● ACTIVITIES
**a.** In the Memory Dropbox text, which search mode is meant for when you remember the meaning rather than the word?
**b.** Retype the part of the Memory Dropbox text starting with "Search modes¶" and going on through "Alembic-tracked schema evolution.".

● EXERCISE TEXT
▶
GET / — three-panel explorer
GET /ui/items/{id} — single item view

The OpenAPI documentation is live at /docs:

FastAPI documentation for Memory Dropbox showing ingest, items, search, events, and memory routes.

Search modes¶

Three retrieval paths, each useful for a different kind of question:

Keyword (Postgres FTS) — when you remember the word.
Semantic (Qdrant + deterministic local embeddings) — when you remember the meaning.
Hybrid — when you don’t know which one and want the substrate to fuse the two.

The semantic layer is intentionally lightweight right now — deterministic local embeddings, not a production embedding service. That’s a deliberate choice for the prototype. The shape of the retrieval interface is what matters; the embeddings can be swapped without changing anything above them.

What this demonstrates¶

Event-first memory design, with events as a first-class table.
Persistent item capture with Alembic-tracked schema evolution.
Derived memory records that point back to the event that produced them (foreign key on derived_memories.source_event_id).
Observation and ingestion memory as separate layers.
Searchable memory artifacts (keyword / semantic / hybrid) over the same substrate.
Docker-first local deployment so the substrate is reproducible.
API and UI surfaces designed for inspection alongside use.

What this isn’t¶

Brief. There’s no auth, no production memory platform, no LLM API wiring, no PDF / binary extraction (that’s PDF Intelligence Core’s job), no React SPA — the FastAPI app ships templates only. None of that is hidden. The repo’s README says it plainly and docs/DECISIONS.md says why.

The point of the substrate isn’t to be everything. It’s to be the layer that makes everything else honest.
◀
● INPUT DATA
▶
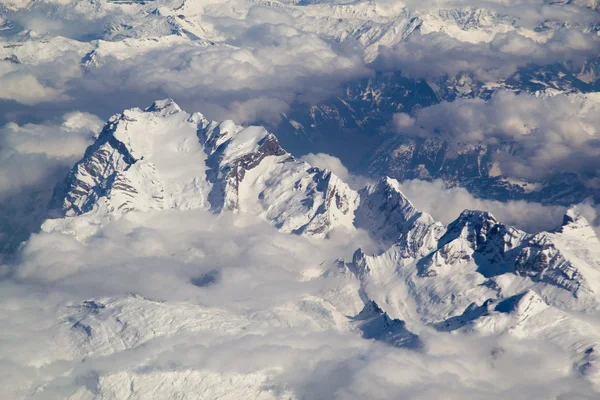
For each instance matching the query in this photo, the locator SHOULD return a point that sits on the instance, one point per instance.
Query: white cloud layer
◀
▶
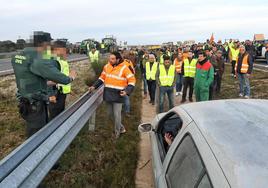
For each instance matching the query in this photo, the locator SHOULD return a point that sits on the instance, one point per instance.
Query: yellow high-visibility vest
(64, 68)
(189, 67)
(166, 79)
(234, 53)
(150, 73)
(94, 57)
◀
▶
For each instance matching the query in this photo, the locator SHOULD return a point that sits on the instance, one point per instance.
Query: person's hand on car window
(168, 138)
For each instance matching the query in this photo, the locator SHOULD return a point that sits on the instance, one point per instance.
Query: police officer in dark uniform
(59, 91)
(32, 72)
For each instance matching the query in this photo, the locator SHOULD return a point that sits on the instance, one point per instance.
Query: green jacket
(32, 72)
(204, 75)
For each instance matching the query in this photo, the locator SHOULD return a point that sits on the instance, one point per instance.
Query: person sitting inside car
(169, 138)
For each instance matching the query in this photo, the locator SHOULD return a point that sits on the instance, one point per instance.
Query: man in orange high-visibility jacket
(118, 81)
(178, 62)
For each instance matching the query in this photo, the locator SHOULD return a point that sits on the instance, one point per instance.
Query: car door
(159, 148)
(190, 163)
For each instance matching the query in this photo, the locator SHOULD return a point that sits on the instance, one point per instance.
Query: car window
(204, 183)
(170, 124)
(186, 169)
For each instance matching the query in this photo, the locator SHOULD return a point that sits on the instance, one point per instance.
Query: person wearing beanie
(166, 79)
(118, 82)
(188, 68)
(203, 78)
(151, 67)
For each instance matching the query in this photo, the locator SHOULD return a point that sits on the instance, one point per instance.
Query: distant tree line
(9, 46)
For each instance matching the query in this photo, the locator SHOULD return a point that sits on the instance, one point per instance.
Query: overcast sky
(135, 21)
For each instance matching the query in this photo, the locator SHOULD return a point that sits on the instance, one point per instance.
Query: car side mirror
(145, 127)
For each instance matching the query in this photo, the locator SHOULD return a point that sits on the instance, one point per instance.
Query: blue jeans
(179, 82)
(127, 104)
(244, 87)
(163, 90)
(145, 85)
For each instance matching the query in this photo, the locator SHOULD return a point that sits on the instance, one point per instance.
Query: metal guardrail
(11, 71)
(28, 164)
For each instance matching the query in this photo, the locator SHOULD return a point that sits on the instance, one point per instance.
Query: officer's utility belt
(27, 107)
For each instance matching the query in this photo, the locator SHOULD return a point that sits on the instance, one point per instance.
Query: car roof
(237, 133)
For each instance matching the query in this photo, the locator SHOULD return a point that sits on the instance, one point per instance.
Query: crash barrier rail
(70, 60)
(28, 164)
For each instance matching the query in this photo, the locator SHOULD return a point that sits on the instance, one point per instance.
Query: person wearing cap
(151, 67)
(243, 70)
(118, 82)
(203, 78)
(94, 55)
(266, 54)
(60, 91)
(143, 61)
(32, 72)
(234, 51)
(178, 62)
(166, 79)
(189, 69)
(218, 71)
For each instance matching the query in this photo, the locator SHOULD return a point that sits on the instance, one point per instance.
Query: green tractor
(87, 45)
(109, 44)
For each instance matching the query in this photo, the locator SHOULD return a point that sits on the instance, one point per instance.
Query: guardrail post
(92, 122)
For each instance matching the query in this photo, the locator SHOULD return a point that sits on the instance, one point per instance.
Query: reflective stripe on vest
◀
● SOLVED PROBLEMS
**a.** Semantic search (Qdrant + deterministic local embeddings).

**b.**
Search modes¶

Three retrieval paths, each useful for a different kind of question:

Keyword (Postgres FTS) — when you remember the word.
Semantic (Qdrant + deterministic local embeddings) — when you remember the meaning.
Hybrid — when you don’t know which one and want the substrate to fuse the two.

The semantic layer is intentionally lightweight right now — deterministic local embeddings, not a production embedding service. That’s a deliberate choice for the prototype. The shape of the retrieval interface is what matters; the embeddings can be swapped without changing anything above them.

What this demonstrates¶

Event-first memory design, with events as a first-class table.
Persistent item capture with Alembic-tracked schema evolution.